(Natural language region descriptions)
——

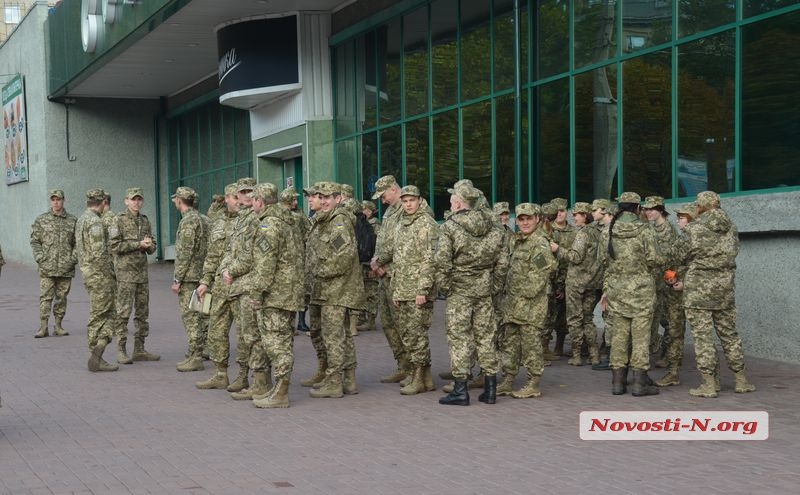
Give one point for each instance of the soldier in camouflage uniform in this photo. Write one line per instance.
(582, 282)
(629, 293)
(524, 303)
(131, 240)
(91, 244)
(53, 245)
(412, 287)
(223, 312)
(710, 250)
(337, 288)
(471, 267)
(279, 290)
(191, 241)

——

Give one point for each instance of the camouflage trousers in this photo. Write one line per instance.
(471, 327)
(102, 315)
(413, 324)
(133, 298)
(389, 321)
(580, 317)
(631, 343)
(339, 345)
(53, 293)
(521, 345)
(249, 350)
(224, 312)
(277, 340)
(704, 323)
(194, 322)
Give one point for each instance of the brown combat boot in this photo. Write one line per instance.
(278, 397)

——

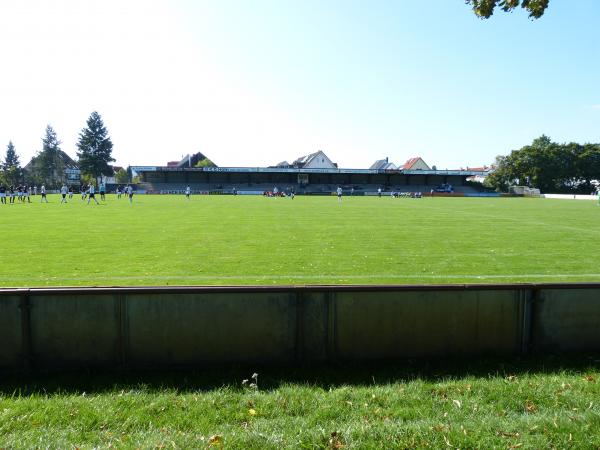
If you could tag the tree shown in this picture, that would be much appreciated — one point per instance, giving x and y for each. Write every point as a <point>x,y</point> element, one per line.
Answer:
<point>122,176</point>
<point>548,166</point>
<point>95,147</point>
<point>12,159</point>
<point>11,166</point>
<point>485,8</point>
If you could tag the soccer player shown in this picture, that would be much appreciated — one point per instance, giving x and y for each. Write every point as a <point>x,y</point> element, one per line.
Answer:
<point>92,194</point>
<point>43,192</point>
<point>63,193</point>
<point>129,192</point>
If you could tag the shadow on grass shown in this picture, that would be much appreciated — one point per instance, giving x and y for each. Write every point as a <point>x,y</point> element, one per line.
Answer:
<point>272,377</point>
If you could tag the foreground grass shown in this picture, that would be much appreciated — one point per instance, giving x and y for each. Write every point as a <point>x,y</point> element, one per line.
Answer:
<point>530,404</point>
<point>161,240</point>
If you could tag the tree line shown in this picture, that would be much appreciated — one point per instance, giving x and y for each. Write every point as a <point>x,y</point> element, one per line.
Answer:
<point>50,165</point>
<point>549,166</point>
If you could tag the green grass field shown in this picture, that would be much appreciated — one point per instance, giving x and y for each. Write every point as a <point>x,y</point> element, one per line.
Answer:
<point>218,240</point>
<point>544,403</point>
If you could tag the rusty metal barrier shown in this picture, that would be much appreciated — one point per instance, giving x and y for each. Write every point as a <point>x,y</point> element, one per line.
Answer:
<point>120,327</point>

——

▸ DIRECTIONS: Reproduce every line in the data that has the word "grass" in it.

▸ RESULT FOR THIS TASK:
If you could tag the shadow on grass shown in this picture, that would be much appreciated — one point per instance, giving x and y for each. Write every point as a <point>x,y</point> element, one per line.
If you could tag the foreground grass shown in this picture, that would be much appreciated — one point per instance, giving x and y for each. Write every point as a <point>x,y</point> element, one per line.
If you could tag the green grass field shown in this picture, that would be much appreciated — one point per instance, giving x and y for each. Write every point as a <point>x,y</point> element, one per line.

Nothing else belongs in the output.